→ **EXERCISE GOAL**
Consider each line of the material below and note whether it holds "barrel". State how many do, and nothing else.
◆ ◆ ◆ ◆
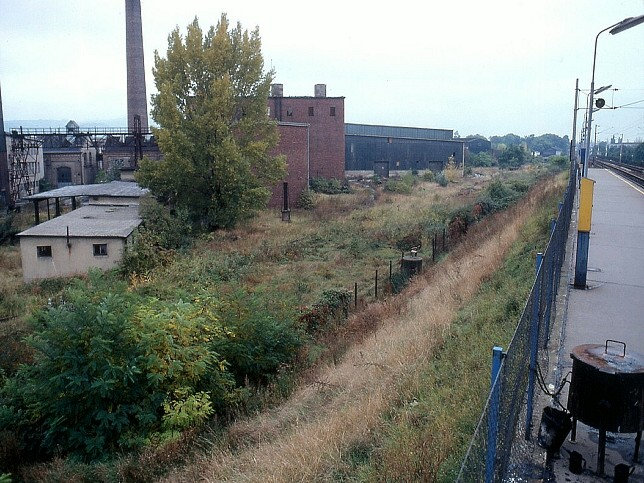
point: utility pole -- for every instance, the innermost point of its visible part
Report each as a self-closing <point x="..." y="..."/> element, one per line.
<point x="573" y="147"/>
<point x="595" y="149"/>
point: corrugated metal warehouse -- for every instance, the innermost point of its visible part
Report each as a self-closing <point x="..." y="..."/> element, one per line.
<point x="402" y="148"/>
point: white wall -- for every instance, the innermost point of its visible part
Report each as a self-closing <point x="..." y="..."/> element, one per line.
<point x="65" y="261"/>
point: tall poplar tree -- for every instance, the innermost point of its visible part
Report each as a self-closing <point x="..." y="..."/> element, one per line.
<point x="214" y="130"/>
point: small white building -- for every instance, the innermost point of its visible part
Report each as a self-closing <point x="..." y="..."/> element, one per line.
<point x="93" y="236"/>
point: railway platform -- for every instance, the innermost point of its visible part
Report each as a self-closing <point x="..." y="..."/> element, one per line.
<point x="611" y="307"/>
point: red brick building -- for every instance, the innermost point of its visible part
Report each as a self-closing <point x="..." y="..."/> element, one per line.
<point x="294" y="144"/>
<point x="325" y="117"/>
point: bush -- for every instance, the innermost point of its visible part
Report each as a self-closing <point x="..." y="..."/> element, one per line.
<point x="104" y="367"/>
<point x="483" y="160"/>
<point x="402" y="185"/>
<point x="513" y="157"/>
<point x="7" y="229"/>
<point x="305" y="201"/>
<point x="161" y="232"/>
<point x="428" y="176"/>
<point x="329" y="186"/>
<point x="560" y="162"/>
<point x="260" y="335"/>
<point x="332" y="307"/>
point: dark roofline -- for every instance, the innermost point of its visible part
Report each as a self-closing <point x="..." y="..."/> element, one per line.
<point x="403" y="127"/>
<point x="381" y="136"/>
<point x="306" y="97"/>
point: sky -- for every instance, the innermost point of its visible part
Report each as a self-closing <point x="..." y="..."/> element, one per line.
<point x="487" y="67"/>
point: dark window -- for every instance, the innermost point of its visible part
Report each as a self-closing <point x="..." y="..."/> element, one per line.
<point x="44" y="250"/>
<point x="100" y="249"/>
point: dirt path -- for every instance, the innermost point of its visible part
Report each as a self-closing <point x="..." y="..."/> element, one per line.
<point x="304" y="438"/>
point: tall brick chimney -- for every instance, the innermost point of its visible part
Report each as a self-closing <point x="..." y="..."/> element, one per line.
<point x="136" y="98"/>
<point x="5" y="195"/>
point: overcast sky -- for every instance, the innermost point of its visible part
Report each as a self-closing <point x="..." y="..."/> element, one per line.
<point x="488" y="67"/>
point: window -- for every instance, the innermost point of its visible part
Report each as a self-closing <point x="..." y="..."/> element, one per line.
<point x="43" y="251"/>
<point x="100" y="249"/>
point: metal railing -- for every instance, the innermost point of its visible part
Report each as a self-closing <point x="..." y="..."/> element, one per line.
<point x="508" y="411"/>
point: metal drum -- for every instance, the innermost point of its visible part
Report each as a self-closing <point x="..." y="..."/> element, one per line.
<point x="607" y="391"/>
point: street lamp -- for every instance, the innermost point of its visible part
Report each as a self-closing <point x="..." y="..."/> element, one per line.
<point x="616" y="28"/>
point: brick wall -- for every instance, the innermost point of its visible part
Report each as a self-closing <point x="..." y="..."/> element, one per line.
<point x="325" y="115"/>
<point x="293" y="144"/>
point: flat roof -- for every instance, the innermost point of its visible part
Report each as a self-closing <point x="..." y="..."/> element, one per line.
<point x="90" y="221"/>
<point x="118" y="189"/>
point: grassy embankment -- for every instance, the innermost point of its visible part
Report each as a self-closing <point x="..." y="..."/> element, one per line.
<point x="401" y="405"/>
<point x="343" y="240"/>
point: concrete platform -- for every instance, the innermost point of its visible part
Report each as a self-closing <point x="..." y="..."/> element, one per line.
<point x="612" y="307"/>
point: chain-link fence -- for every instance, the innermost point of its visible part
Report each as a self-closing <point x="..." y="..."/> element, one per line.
<point x="509" y="407"/>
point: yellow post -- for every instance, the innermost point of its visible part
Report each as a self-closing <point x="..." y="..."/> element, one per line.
<point x="583" y="231"/>
<point x="585" y="204"/>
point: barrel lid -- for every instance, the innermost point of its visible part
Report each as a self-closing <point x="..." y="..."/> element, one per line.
<point x="609" y="360"/>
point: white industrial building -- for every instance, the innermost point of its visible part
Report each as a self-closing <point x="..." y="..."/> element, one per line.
<point x="92" y="236"/>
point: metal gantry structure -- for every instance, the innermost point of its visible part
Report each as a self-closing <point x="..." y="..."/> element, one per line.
<point x="25" y="143"/>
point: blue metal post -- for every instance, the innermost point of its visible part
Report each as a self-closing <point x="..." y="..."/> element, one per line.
<point x="534" y="345"/>
<point x="581" y="263"/>
<point x="550" y="273"/>
<point x="493" y="418"/>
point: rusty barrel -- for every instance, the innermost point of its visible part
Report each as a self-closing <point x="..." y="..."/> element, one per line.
<point x="607" y="387"/>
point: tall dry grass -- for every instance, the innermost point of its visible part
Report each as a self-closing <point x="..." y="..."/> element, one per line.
<point x="304" y="438"/>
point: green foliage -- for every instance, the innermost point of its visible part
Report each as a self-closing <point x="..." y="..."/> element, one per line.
◆ ◆ ◆ ◆
→ **EXPECTED ANSWER**
2